:: Do this ::
Pick out every line in the material below that contains the word "blue" and copy each of those lines.

## BEGIN Records shown

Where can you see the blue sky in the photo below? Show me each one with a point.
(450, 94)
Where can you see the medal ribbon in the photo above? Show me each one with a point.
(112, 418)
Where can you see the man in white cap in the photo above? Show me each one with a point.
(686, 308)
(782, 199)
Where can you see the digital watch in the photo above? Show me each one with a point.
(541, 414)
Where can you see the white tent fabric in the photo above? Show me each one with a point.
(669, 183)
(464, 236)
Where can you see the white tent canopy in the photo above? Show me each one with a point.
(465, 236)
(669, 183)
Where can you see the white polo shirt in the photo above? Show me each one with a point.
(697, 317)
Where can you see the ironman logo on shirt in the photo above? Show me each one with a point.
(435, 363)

## END Records shown
## BEGIN Records shown

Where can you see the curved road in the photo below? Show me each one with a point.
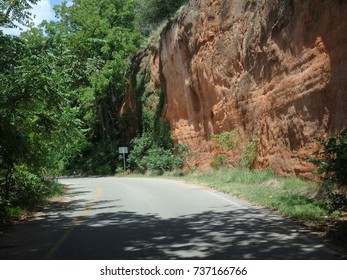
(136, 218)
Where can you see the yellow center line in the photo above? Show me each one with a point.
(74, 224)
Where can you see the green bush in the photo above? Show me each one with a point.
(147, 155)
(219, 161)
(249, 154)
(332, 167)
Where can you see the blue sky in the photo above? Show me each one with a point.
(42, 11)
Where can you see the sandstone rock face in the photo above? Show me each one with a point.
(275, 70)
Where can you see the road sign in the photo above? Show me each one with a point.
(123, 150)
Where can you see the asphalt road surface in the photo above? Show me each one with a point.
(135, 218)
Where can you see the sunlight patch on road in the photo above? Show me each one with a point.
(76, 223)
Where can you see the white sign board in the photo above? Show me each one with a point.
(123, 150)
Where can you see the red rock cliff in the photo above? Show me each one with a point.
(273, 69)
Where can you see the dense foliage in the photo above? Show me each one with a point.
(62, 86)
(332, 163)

## END Records shown
## BEGIN Records shown

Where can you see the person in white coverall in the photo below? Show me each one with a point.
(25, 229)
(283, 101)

## END Records shown

:: Written solution ::
Where can you see the blue sky in the photo below? Show me each one with a point.
Where can you see the blue sky in the photo above? Show me each one with a point.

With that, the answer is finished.